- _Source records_
------------------------------
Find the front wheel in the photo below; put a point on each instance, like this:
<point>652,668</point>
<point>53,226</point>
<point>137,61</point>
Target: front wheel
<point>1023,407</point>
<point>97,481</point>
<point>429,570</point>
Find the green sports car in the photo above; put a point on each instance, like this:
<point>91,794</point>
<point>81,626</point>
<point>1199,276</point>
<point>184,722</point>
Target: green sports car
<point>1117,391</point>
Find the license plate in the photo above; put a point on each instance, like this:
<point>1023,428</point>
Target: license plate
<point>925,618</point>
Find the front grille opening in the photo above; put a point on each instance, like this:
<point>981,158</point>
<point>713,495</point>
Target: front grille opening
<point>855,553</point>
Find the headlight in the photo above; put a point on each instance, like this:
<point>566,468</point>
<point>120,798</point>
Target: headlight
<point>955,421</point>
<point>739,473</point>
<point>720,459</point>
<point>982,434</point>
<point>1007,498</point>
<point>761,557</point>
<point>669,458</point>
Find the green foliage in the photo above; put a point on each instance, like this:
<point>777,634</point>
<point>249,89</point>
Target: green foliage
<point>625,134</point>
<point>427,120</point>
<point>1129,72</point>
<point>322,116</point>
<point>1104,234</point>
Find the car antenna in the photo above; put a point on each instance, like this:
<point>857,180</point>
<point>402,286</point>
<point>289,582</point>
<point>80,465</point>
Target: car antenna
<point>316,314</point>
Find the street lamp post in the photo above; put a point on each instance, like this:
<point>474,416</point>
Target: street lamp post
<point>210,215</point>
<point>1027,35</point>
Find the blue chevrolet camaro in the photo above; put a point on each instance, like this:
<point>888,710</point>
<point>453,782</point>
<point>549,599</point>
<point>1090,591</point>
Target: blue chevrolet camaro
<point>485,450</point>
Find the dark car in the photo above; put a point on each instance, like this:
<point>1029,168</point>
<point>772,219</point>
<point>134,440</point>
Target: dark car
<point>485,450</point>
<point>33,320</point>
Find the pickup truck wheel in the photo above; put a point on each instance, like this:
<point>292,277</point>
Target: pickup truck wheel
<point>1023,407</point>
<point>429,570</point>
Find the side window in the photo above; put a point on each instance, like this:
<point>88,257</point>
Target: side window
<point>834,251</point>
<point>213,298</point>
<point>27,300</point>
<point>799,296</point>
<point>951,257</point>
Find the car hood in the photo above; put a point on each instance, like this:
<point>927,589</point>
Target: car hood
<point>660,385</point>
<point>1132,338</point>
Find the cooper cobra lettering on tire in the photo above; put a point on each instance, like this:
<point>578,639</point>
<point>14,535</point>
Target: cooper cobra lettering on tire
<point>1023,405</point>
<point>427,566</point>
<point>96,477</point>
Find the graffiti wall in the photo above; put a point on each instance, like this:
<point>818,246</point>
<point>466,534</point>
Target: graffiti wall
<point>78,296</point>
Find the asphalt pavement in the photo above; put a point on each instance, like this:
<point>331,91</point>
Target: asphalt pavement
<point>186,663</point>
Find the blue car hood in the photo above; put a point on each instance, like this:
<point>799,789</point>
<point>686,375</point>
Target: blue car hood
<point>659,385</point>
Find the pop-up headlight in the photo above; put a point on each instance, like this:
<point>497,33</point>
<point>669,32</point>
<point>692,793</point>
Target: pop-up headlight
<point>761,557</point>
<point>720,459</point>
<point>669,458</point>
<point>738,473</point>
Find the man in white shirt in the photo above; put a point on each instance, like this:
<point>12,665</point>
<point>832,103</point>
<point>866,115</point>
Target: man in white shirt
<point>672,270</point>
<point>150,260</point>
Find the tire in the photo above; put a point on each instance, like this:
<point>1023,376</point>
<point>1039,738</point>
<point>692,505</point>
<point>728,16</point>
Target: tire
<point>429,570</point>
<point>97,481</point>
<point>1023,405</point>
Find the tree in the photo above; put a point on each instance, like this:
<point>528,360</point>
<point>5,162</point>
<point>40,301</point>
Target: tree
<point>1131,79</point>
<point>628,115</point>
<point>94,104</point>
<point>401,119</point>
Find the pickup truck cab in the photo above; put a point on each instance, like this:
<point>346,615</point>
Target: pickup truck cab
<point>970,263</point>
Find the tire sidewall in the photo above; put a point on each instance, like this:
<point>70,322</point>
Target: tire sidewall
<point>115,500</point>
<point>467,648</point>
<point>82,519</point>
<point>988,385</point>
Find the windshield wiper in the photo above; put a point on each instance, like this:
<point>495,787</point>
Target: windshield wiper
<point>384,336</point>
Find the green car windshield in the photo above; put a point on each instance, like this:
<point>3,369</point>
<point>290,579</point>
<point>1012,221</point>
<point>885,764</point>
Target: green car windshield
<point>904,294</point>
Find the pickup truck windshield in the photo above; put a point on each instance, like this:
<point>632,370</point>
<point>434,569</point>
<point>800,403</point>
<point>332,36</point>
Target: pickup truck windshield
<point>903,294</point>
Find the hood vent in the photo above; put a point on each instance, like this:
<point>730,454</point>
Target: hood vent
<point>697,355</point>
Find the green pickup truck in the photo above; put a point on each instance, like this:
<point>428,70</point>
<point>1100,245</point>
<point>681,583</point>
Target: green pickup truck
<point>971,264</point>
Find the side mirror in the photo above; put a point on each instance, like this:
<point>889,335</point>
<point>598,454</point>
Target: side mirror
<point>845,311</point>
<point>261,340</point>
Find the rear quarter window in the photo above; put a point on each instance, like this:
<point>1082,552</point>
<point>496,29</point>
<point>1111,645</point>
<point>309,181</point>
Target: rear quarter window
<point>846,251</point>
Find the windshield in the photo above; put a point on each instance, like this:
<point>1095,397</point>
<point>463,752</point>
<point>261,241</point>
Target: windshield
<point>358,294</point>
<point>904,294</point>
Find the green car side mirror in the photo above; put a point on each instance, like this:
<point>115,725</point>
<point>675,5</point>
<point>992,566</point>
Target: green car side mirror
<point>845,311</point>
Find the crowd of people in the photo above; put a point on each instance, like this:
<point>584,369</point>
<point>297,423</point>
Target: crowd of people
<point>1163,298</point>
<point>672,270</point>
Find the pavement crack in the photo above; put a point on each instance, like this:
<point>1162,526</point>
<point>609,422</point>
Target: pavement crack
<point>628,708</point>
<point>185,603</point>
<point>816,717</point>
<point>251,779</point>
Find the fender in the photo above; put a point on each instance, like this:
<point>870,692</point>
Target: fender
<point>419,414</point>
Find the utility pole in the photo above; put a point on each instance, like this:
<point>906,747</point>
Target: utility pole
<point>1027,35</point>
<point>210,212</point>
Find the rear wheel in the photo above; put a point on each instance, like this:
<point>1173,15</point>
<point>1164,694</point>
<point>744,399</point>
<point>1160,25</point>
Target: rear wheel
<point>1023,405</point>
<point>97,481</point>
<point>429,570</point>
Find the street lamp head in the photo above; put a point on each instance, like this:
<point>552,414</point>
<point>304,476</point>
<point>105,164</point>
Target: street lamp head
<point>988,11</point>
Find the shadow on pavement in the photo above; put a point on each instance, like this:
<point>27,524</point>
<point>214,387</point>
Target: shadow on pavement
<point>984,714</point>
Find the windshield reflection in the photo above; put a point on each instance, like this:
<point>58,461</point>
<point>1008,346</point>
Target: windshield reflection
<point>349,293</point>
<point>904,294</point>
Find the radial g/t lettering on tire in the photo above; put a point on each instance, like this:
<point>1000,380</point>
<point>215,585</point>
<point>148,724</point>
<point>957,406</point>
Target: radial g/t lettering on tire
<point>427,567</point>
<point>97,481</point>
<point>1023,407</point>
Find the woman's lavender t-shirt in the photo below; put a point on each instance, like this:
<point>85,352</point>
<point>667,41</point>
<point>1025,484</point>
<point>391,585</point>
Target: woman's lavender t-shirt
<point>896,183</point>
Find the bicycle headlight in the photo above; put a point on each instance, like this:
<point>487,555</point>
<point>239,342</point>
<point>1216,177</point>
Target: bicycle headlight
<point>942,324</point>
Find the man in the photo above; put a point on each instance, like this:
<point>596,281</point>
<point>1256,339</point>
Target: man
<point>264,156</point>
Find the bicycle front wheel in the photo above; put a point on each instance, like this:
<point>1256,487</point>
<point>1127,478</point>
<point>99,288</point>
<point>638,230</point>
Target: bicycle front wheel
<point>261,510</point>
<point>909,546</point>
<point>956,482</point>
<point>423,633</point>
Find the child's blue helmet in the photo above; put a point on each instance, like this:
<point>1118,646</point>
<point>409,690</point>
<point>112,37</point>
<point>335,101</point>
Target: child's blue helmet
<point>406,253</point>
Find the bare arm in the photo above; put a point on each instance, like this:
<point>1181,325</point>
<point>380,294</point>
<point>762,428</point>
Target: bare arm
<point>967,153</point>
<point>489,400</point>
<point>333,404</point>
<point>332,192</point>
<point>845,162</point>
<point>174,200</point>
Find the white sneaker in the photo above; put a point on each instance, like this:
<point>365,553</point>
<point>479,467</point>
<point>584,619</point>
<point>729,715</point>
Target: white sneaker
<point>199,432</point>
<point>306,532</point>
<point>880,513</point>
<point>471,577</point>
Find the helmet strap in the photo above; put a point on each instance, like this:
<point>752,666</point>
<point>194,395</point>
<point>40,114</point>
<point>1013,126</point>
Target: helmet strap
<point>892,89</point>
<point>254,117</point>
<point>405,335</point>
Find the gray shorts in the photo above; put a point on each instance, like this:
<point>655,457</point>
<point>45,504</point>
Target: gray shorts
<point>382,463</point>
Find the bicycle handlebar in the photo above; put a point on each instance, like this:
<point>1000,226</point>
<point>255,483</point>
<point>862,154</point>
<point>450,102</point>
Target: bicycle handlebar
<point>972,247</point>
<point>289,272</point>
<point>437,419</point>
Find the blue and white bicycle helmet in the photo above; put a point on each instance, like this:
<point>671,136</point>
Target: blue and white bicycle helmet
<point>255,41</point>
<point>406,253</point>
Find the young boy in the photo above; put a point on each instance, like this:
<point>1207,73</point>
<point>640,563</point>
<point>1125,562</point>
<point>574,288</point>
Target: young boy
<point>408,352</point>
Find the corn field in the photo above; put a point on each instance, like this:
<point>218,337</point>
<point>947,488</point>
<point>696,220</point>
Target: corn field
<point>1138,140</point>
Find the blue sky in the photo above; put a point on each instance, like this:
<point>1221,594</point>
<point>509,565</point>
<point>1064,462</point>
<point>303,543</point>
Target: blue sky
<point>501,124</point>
------------------------------
Copy the data from the line that contains "Find the pavement" through the line that contains "<point>251,779</point>", inclusive, swapping "pavement crack" for "asphalt crack" and leaving everything else unchanged.

- _Solved exercise_
Find the asphalt crack in the photo above; put a point on each instance, like this:
<point>1162,526</point>
<point>609,422</point>
Target: asphalt crack
<point>628,708</point>
<point>185,603</point>
<point>816,717</point>
<point>251,779</point>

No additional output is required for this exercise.